Problem to solve:
Rewrite all of the entries below, replacing "one dot per instance" with "one point per instance" and leaving every other word unchanged. Omit the pictures from your reproduction.

— start —

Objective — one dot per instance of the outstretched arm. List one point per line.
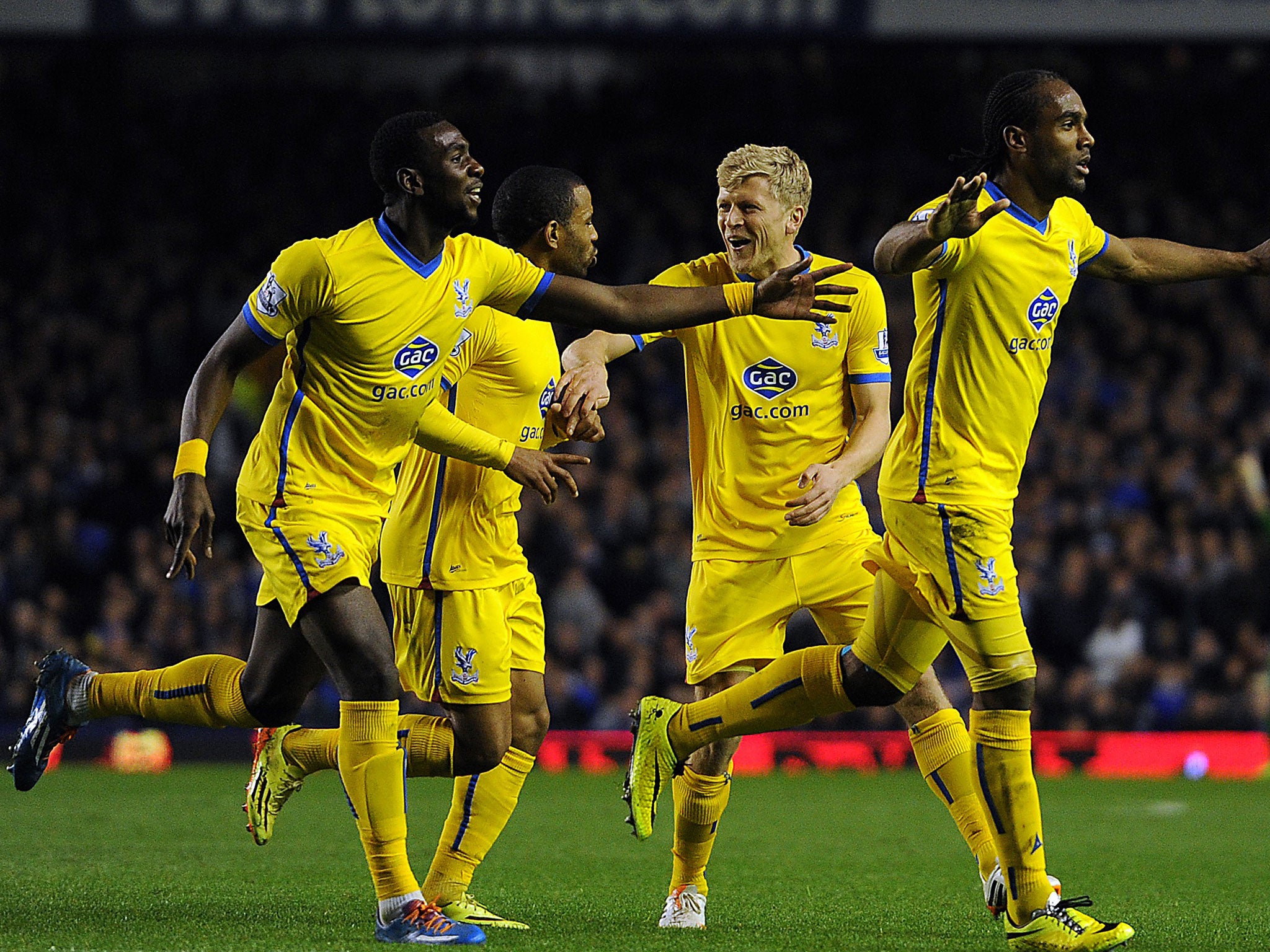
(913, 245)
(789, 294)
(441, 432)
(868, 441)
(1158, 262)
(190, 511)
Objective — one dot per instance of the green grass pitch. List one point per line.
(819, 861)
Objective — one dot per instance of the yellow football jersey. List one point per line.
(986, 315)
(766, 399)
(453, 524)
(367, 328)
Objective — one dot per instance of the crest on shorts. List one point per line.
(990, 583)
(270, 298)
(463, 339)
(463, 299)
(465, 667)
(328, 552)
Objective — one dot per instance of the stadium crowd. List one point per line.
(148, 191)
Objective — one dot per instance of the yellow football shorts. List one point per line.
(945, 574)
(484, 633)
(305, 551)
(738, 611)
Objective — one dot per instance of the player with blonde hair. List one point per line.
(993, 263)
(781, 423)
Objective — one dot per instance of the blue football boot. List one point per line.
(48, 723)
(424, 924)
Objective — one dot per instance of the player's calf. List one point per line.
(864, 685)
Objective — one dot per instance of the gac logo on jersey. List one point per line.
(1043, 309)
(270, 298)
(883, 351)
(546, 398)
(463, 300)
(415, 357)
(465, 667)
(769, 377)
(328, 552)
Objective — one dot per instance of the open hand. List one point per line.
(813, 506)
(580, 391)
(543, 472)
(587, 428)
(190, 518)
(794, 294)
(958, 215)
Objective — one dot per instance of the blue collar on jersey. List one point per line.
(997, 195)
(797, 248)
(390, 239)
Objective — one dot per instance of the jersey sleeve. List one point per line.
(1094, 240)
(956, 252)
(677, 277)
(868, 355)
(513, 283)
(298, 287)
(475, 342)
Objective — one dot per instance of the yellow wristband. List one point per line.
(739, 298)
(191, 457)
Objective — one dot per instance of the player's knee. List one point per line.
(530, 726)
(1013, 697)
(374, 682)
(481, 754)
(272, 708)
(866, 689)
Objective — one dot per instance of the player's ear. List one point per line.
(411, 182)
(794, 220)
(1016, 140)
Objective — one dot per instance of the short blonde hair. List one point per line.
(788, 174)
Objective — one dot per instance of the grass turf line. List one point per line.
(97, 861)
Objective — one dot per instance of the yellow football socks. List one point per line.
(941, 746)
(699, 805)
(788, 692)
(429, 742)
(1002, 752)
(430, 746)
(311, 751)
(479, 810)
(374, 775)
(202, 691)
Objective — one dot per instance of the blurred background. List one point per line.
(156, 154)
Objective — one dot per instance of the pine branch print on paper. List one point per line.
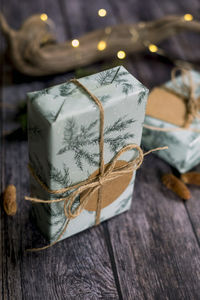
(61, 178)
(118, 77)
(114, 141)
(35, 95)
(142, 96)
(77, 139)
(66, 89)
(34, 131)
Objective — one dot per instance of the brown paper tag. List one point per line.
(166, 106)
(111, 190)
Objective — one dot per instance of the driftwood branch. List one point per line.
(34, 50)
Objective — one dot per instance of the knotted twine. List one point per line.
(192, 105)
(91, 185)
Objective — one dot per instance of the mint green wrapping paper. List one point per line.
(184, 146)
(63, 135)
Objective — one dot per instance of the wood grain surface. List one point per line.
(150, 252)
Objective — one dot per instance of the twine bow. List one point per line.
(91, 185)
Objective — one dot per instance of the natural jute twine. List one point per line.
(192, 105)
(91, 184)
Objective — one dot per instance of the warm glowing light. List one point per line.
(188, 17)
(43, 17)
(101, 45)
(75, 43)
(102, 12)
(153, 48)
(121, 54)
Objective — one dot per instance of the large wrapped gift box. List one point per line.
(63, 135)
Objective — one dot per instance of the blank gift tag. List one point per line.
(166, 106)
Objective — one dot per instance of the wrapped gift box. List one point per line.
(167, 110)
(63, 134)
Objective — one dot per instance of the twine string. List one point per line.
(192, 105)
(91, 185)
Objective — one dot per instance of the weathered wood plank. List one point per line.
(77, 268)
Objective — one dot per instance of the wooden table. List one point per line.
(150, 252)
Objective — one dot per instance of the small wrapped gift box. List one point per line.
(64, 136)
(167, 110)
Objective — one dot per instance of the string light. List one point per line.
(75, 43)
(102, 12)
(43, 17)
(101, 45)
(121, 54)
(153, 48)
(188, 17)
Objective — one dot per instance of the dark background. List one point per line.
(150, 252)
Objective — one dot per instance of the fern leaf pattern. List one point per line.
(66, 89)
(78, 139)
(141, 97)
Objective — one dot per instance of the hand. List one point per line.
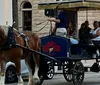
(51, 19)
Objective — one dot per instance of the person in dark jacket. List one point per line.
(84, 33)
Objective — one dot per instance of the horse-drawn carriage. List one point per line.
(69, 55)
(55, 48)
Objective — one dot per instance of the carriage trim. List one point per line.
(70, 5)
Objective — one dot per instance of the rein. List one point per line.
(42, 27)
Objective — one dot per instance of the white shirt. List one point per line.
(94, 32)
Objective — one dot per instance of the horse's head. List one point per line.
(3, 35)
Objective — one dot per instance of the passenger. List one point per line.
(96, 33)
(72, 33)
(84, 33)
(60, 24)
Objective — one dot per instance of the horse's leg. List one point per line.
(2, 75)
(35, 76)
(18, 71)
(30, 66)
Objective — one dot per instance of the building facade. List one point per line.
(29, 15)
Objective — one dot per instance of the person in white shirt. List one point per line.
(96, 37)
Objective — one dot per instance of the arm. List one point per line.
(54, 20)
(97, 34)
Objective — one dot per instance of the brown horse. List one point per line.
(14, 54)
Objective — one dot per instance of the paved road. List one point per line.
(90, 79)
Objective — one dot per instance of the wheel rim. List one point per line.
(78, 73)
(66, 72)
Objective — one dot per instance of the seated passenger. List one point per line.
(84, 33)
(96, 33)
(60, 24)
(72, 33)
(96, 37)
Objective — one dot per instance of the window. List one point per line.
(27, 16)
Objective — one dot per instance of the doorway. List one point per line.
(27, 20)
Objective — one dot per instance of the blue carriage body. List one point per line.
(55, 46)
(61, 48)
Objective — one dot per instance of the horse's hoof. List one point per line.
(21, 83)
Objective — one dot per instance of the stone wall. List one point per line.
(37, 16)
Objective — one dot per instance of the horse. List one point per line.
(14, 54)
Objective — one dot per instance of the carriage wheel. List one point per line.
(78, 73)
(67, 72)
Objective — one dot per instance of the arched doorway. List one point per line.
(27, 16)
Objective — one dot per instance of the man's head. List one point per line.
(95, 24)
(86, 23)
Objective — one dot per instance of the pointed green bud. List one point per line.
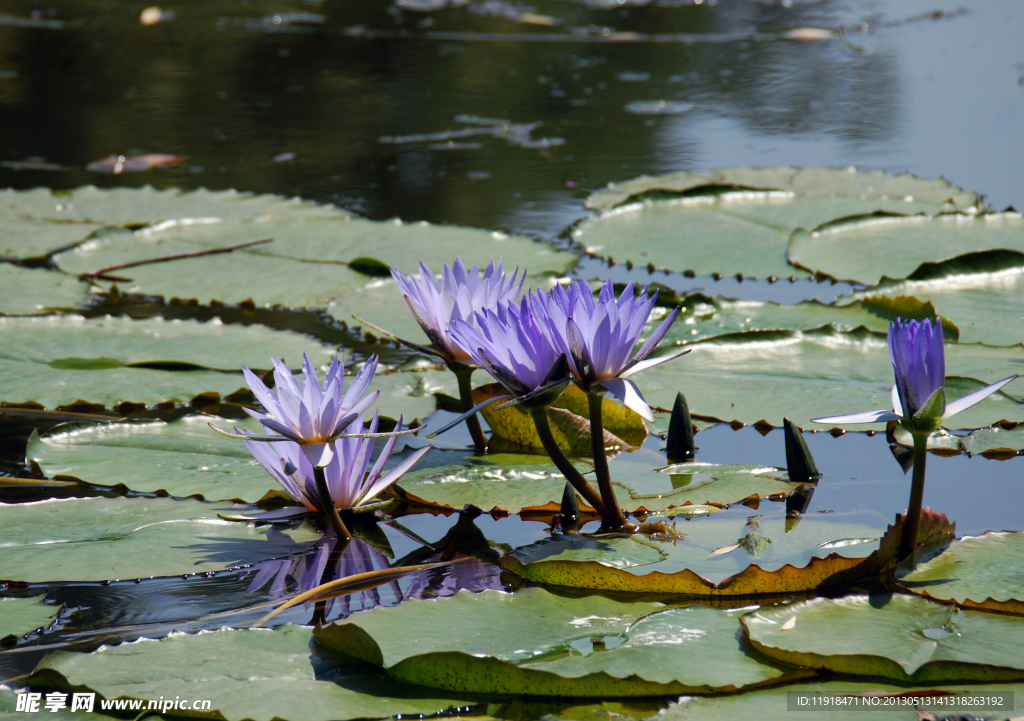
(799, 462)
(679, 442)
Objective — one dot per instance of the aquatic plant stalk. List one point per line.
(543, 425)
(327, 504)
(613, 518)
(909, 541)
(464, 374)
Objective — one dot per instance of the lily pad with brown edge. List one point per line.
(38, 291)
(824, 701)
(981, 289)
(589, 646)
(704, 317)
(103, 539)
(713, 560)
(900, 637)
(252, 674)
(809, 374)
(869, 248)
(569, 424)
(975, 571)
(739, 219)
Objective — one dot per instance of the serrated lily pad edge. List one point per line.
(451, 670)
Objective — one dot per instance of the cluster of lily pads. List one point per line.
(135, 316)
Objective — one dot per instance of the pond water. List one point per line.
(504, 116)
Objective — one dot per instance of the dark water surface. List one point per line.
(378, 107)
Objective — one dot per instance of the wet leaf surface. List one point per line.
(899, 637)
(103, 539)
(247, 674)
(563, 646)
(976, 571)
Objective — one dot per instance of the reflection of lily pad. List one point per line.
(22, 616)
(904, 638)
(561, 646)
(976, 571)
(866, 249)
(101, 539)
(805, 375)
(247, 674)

— end —

Solution for this problem:
Objective — one point per instance of the outstretched arm. List one point per line.
(913, 245)
(789, 294)
(441, 432)
(868, 441)
(1158, 262)
(190, 511)
Objective — one point per instance of the green grass pitch. List one point per line.
(819, 861)
Objective — one point per instance of the yellow football jersey. List one point per line.
(986, 315)
(766, 399)
(453, 524)
(367, 328)
Objective — one point per instance of the crest on shorts. List one point per line.
(990, 583)
(270, 298)
(463, 339)
(463, 299)
(465, 667)
(328, 552)
Objective — one point per instance of the stadium crowd. List one point per line.
(148, 191)
Objective — one point per instance of the yellow football shorts. List one point per line.
(945, 574)
(484, 633)
(305, 551)
(738, 611)
Objective — one point per instance of the player with blonde hair. List one point per line.
(993, 263)
(781, 423)
Objective — one point per instance of the blue football boot. List one point per line.
(48, 723)
(424, 924)
Objective — one point per instance of the player's calf. List one point per line.
(864, 685)
Objective — one point per instance of the gac logo on jersey. List one point per line.
(1043, 309)
(270, 298)
(883, 351)
(546, 398)
(463, 300)
(415, 357)
(465, 667)
(769, 377)
(328, 552)
Objective — one point per instance of the open hand. List one point per line.
(813, 506)
(580, 391)
(543, 472)
(587, 428)
(190, 518)
(794, 294)
(958, 215)
Objective — one point per instance of the blue collar on jersey. List one point per line.
(997, 195)
(797, 248)
(390, 239)
Objective — one point per instance of the jersey sleeve. List one point per line.
(1094, 240)
(956, 252)
(677, 277)
(868, 355)
(513, 283)
(298, 287)
(475, 342)
Objective — one point per instance of the yellow wristband. List one point per line.
(739, 298)
(191, 457)
Objective — one point per instance of the player's knee. List one point per line.
(530, 726)
(1013, 697)
(374, 682)
(481, 754)
(272, 708)
(866, 689)
Objective — one point per instance of the player's ear. List one point per line.
(411, 182)
(794, 220)
(1016, 140)
Objective — one point per instance of the short blonde hair. List one point per line.
(788, 174)
Objective — one point per instance of the grass turf line. List one point per line.
(97, 861)
Objective — one point per instance of the yellow football socks. List one point per line.
(941, 746)
(699, 805)
(788, 692)
(429, 742)
(1002, 752)
(430, 746)
(311, 751)
(479, 810)
(374, 775)
(202, 691)
Objective — one point per instance of the blurred background. List one point per line.
(156, 154)
Objective — one point per instance of the pine branch print on paper. List one point per line.
(61, 178)
(118, 77)
(114, 141)
(35, 95)
(142, 96)
(77, 139)
(66, 89)
(34, 131)
Objective — one point per instance of the brown paper tag. List one point per line.
(166, 106)
(111, 190)
Objective — one point per instance of the driftwood branch. List one point per line.
(34, 50)
Objective — one point per instance of the knotted twine. List one point per line.
(192, 105)
(91, 185)
Objective — one point per instance of the mint green wrapping paper. List one point per line.
(184, 146)
(63, 135)
Objective — one point per instance of the wood grain surface. List one point per line.
(150, 252)
Objective — one point per instance of the twine bow. List one point per line.
(91, 185)
Objective — one point per instance of the natural jute twine. List one point per line.
(192, 105)
(91, 184)
Objective — one point per instance of the warm glowing light. List one point per line.
(188, 17)
(43, 17)
(101, 45)
(75, 43)
(102, 12)
(153, 48)
(121, 54)
Objective — one point per instance of the large wrapped gift box. List one point per line.
(63, 135)
Objective — one point per instance of the blank gift tag. List one point per line.
(166, 106)
Objective — one point per instance of the wrapped gift box. List one point per line.
(167, 110)
(63, 134)
Objective — one point per instance of the twine string. List one point per line.
(192, 105)
(91, 185)
Objective — one point per instance of the weathered wood plank. List one point per line.
(77, 268)
Objective — one point per instance of the wooden table. List one point per line.
(150, 252)
Objective — one point per instance of the small wrapped gift box. List one point per line.
(64, 136)
(167, 110)
Objective — one point per instance of the string light. List one point per line.
(75, 43)
(102, 12)
(43, 17)
(101, 45)
(121, 54)
(153, 48)
(188, 17)
Objective — one point per instance of the dark background. List one point per line.
(150, 252)
Objective — one point per instance of the fern leaf pattern. List one point per line.
(66, 89)
(78, 139)
(141, 97)
Objective — one point per instance of the hand. List one point per line.
(51, 19)
Objective — one point per instance of the person in dark jacket. List one point per line.
(84, 33)
Objective — one point per instance of the horse-drawn carriage. List one point per line.
(69, 55)
(55, 48)
Objective — one point per instance of the carriage trim. List one point per line.
(70, 5)
Objective — one point per instance of the rein. List one point per line.
(42, 27)
Objective — one point per instance of the white shirt. List one point per line.
(94, 32)
Objective — one point per instance of the horse's head. List one point per line.
(3, 35)
Objective — one point per instance of the passenger. List one point per line.
(96, 33)
(72, 33)
(84, 33)
(60, 24)
Objective — one point per instance of the horse's leg. List one point per line.
(2, 75)
(35, 76)
(18, 71)
(30, 66)
Objective — one point per instance of the building facade. List one point per line.
(29, 15)
Objective — one point per instance of the person in white shirt. List one point per line.
(96, 37)
Objective — one point per instance of the arm. List one point per line.
(54, 20)
(97, 34)
Objective — one point per instance of the brown horse. List one point per line.
(14, 54)
Objective — one point per instance of the paved road. List one point per line.
(90, 79)
Objective — one point per instance of the wheel rim. List one point per line.
(78, 73)
(66, 72)
Objective — one point per instance of the seated passenger. List one point per line.
(84, 33)
(96, 33)
(60, 24)
(72, 33)
(96, 37)
Objective — one point per instance of the window. List one point per line.
(27, 16)
Objective — one point per instance of the doorway. List one point per line.
(27, 20)
Objective — one point per instance of the blue carriage body. List one point per line.
(55, 46)
(61, 48)
Objective — one point per instance of the horse's hoof. List one point per line.
(21, 83)
Objective — one point per instance of the stone wall. List one point per line.
(37, 16)
Objective — one point per instance of the horse. List one point per line.
(14, 54)
Objective — one point per instance of the carriage wheel. List one point per line.
(78, 73)
(67, 72)
Objective — one point per instance of the arched doorway. List one point per line.
(27, 16)
Objective — one point per instance of the man's head. List one point per line.
(95, 24)
(86, 23)
Objective — one point per instance of the pointed green bud. List one point per line.
(799, 462)
(679, 442)
Objective — one point per instance of the aquatic plant stalk. List one point per line.
(543, 425)
(327, 504)
(613, 518)
(909, 541)
(464, 374)
Objective — one point per instance of the lily pad with brown edge. List one point per line.
(38, 291)
(824, 701)
(981, 289)
(589, 646)
(704, 317)
(103, 539)
(713, 560)
(900, 637)
(252, 674)
(809, 374)
(869, 248)
(569, 424)
(975, 571)
(739, 219)
Objective — one point per instance of the serrated lily pad edge. List one point per line.
(451, 670)
Objective — one point per instance of the cluster of lily pads. List one point per line.
(135, 316)
Objective — one point per instance of the pond water. List one point per line.
(504, 116)
Objective — one point per instance of the dark water surface. List one point per line.
(378, 107)
Objective — one point per instance of the wet leaf surface. List one point per line.
(899, 637)
(103, 539)
(247, 674)
(563, 646)
(976, 571)
Objective — one point per instance of the reflection of lily pad. List one point per line.
(22, 616)
(904, 638)
(561, 646)
(976, 571)
(866, 249)
(101, 539)
(805, 375)
(247, 674)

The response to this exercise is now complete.